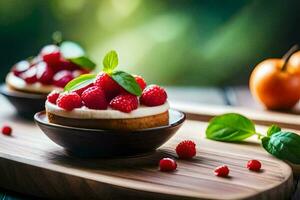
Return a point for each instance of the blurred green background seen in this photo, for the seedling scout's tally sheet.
(170, 42)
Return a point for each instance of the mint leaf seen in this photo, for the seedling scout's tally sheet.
(80, 82)
(71, 50)
(283, 145)
(127, 81)
(231, 127)
(110, 62)
(273, 129)
(83, 62)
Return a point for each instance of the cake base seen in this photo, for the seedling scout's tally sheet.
(152, 121)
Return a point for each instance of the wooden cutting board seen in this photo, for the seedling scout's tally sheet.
(260, 116)
(30, 163)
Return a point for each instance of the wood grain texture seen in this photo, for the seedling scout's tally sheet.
(263, 117)
(30, 163)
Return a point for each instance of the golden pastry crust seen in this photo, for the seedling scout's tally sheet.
(113, 124)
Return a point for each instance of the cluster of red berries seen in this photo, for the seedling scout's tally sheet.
(49, 67)
(106, 92)
(187, 150)
(223, 171)
(6, 130)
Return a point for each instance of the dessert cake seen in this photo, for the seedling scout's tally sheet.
(109, 100)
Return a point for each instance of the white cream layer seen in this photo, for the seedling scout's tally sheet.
(86, 113)
(20, 84)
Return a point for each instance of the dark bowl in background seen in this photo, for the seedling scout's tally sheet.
(26, 104)
(109, 143)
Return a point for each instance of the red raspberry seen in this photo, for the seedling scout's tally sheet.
(61, 78)
(6, 130)
(44, 73)
(153, 96)
(69, 101)
(50, 54)
(110, 87)
(124, 103)
(81, 90)
(20, 67)
(186, 149)
(222, 171)
(29, 76)
(167, 164)
(52, 97)
(94, 98)
(140, 81)
(253, 165)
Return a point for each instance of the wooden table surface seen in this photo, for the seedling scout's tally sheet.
(234, 96)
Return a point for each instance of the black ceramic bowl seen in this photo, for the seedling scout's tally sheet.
(26, 104)
(107, 143)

____________

◆ **Task instructions**
This calls for an exact copy of all the entries above, with the pictures omitted.

◆ **Solution for this exercise**
Return a point for each instance of the blurred green background seen in this photo, for the seedling scout's tally sheet.
(170, 42)
Return a point for each instance of the mint leaf seen in this photo, for the seedling scout's tally sheet.
(80, 82)
(71, 50)
(283, 145)
(127, 81)
(231, 127)
(110, 62)
(273, 129)
(83, 62)
Return a point for each instance of the cake base seen in this photo, for the seedling scout's tally sheet.
(152, 121)
Return a point for each instance of the wooden cutting board seen in this photo, for the seedling scout's tally sheet.
(260, 116)
(30, 163)
Return a point for each instance of the wood grain texture seen in this photo, for the seedling scout's tally sheet.
(263, 117)
(30, 163)
Return a point for each instance of the golden pastry crust seen in this photo, for the seedling scout's tally sheet.
(113, 124)
Return a point for each instance of the cluster of red berries seen in this photo, for the seedling scout's tally sheet.
(49, 67)
(106, 92)
(187, 150)
(223, 171)
(6, 130)
Return a point for each instance of the dessert cake seen in this photo, for the seedling scout's tally sheet.
(109, 100)
Return a point for each instance of the white cream layer seen in this photo, for the seedling scout's tally sheet.
(86, 113)
(20, 84)
Return a point for each instance of the dark bowl in background seen in this photo, for the seedling scout's tally sheet.
(26, 104)
(109, 143)
Return a point for each instance of the red raspberry seen in this photo, for the seedling scout's tally sheet.
(61, 78)
(6, 130)
(44, 73)
(153, 96)
(69, 101)
(50, 54)
(110, 87)
(124, 103)
(81, 90)
(20, 67)
(186, 149)
(222, 171)
(29, 76)
(167, 164)
(52, 97)
(94, 98)
(140, 81)
(253, 165)
Return a point for each instance of the wooden table surface seen in this photo, for the seedling scout's tally sheet.
(234, 96)
Return a point for each instance of the black ceramic bowl seen in this photo, for the seedling scout's tally sheet.
(26, 104)
(107, 143)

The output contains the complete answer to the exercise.